Word for word, the listing below should be printed again.

>>>>

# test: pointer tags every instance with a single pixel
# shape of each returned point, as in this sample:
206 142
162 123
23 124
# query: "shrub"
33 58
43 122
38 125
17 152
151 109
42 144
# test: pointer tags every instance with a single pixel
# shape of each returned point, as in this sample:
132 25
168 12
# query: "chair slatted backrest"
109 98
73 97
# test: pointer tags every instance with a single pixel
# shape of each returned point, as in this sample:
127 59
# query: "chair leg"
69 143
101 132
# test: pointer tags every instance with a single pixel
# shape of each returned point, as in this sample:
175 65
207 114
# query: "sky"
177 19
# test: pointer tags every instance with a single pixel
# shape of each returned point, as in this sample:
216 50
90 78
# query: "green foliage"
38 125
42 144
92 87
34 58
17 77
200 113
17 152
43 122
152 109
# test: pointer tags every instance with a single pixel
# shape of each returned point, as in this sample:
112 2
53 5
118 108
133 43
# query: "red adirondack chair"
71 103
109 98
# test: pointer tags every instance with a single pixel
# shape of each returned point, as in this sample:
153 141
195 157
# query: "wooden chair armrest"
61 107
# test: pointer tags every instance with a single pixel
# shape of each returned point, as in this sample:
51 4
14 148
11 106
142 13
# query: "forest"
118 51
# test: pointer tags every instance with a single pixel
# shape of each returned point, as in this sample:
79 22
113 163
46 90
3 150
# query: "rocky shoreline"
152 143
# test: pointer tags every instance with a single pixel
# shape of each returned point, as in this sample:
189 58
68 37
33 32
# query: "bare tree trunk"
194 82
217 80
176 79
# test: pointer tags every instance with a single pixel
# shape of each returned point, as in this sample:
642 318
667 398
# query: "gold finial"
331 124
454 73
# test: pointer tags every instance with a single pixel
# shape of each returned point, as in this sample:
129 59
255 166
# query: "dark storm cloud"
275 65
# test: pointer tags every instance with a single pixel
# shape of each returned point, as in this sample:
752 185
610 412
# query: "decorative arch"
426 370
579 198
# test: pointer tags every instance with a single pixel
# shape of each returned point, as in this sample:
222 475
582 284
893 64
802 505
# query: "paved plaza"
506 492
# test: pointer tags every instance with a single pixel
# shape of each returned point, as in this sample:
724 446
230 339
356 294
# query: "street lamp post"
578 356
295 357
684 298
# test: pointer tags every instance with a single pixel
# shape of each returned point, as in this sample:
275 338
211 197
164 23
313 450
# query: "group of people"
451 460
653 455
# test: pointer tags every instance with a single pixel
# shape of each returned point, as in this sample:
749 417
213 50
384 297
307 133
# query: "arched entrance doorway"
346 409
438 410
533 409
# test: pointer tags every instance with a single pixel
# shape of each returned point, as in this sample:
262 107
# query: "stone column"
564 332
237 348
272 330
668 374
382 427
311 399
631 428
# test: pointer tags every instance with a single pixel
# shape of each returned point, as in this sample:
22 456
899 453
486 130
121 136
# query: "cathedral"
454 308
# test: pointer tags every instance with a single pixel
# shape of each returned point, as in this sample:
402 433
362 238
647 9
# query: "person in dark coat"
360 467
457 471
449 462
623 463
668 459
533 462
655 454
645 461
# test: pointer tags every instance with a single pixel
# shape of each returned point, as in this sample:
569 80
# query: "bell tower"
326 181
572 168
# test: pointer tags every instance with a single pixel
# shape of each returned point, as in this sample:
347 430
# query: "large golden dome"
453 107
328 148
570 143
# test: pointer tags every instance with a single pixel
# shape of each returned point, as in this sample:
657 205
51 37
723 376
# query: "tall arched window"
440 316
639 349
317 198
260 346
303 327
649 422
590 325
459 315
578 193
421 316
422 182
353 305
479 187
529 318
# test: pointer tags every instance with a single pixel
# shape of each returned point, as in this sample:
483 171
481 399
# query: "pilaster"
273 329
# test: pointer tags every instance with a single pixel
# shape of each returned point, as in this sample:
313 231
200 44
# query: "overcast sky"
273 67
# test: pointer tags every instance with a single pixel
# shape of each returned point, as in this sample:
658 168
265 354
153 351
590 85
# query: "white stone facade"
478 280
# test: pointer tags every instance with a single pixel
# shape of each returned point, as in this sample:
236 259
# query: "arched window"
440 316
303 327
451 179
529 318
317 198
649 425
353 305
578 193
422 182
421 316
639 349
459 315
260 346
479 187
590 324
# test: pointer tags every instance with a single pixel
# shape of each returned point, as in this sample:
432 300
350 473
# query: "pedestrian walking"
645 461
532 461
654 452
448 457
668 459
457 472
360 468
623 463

<<<<

## RESPONSE AREA
# test: pointer tags every instance with a single pixel
# shape of each returned point, as in this sample:
206 142
162 123
23 124
# query: "shrub"
33 58
43 122
38 125
17 152
151 109
42 144
# test: pointer tags every instance with a single pixel
# shape of each returned point, as in this sample:
132 25
168 12
# query: "chair slatted backrest"
109 98
73 97
# test: pointer tags every instance with a single pixel
# shape of each returned point, as in this sample:
127 59
# query: "chair leg"
69 143
101 132
# test: pointer tags every instance with a single pixel
# shape of each returned point, as in this sample:
175 65
207 114
# query: "sky"
177 19
# test: pointer tags every instance with a single pixel
# shape of each returned point, as in this sample:
216 50
90 78
# query: "green foliage"
38 125
42 144
92 87
34 58
17 77
200 113
17 152
43 122
152 109
# test: pointer tags every instance with a single pixel
# shape of each returned point, as in this sample:
112 2
53 5
118 108
133 43
# query: "red adirondack chair"
71 103
109 98
# test: pointer tags every instance with a single pixel
# shape of each returned point, as in this sample:
153 141
195 157
# query: "wooden chair armrest"
61 107
# test: pointer tags every instance with a single pixel
# shape of each returned point, as in this sample:
51 4
14 148
11 106
142 13
# query: "forest"
118 51
# test: pointer tags every instance with a single pixel
# shape of each returned point, as in this sample:
79 22
113 163
46 90
3 150
# query: "rocky shoreline"
152 143
# test: pointer tags every instance with a single pixel
# shape of each returned point, as in this sample:
189 58
68 37
33 32
# query: "bare tree trunk"
194 82
217 80
176 79
# test: pointer tags every instance with a single pixel
# shape of each returned point, as in this sample:
642 318
667 398
# query: "gold finial"
331 124
454 73
# test: pointer tags every instance with a single pixel
# shape of each returned point, as in this sample:
129 59
255 166
# query: "dark storm cloud"
275 65
# test: pointer tags every instance with a single pixel
# shape of each returned point, as in this sample:
752 185
610 412
# query: "decorative arch"
426 370
579 198
# test: pointer tags every instance with a single pixel
# shape of each returned point, as in this sample:
222 475
582 284
893 64
802 505
# query: "paved plaza"
506 492
# test: pointer tags every instance with a single pixel
# shape of each returned point, as in this sample:
724 446
230 339
356 294
# query: "street lamp post"
578 356
295 357
684 298
# test: pointer tags every instance with a single pixel
# shape of each returned point, as in this sample:
275 338
211 197
164 23
313 450
# query: "group of people"
451 460
653 455
# test: pointer tags every instance with a single pixel
# shape of each returned point, as in this sample:
749 417
213 50
384 297
307 133
# query: "arched entrance doorway"
346 409
438 410
533 409
# test: pointer tags every instance with a single pixel
# shape of each returned point, as in this sample:
262 107
# query: "stone column"
564 332
237 348
272 330
668 374
382 427
311 399
631 428
# test: pointer tags every instance with a single pixel
# shape of each returned point, as in this sample:
22 456
899 453
486 130
121 136
# query: "cathedral"
454 308
# test: pointer tags every instance with a single pixel
# shape of each returned point, as in this sample:
402 433
362 238
647 9
# query: "person in dark coat"
360 467
457 471
449 462
623 463
668 459
533 462
655 454
645 461
# test: pointer tags every instance with a single pixel
# shape of each returned point, as in this sample:
569 80
# query: "bell tower"
326 181
572 168
# test: pointer tags every instance with a single pixel
# shape of each returned point, as in this sample:
347 430
# query: "large golden dome"
453 107
328 148
570 143
# test: pointer tags every instance with a single pixel
# shape of each returned point, as in this sample:
657 205
51 37
723 376
# query: "tall arched window"
440 316
639 349
317 198
260 346
303 327
649 422
590 325
459 315
578 193
421 316
422 182
353 305
479 187
529 318
# test: pointer tags every instance with a single pixel
# shape of each returned point, as in this sample:
483 171
481 399
# query: "pilaster"
273 329
# test: pointer tags every instance with a single pixel
# shape of each returned point, as in this sample:
313 231
200 44
# query: "overcast sky"
273 67
# test: pointer tags every instance with a single pixel
# shape of each returned point, as in this sample:
658 168
265 354
153 351
590 85
# query: "white stone facade"
478 280
# test: pointer tags every instance with a single pixel
# shape of each returned point, as in this sample:
236 259
# query: "arched window"
440 316
303 327
451 179
529 318
317 198
649 425
353 305
578 193
422 182
421 316
639 349
459 315
260 346
479 187
590 324
# test: pointer tags every instance with a single pixel
# shape of each returned point, as in this sample:
432 300
350 473
# query: "pedestrian walking"
645 461
532 461
654 452
448 457
668 459
457 472
360 468
623 463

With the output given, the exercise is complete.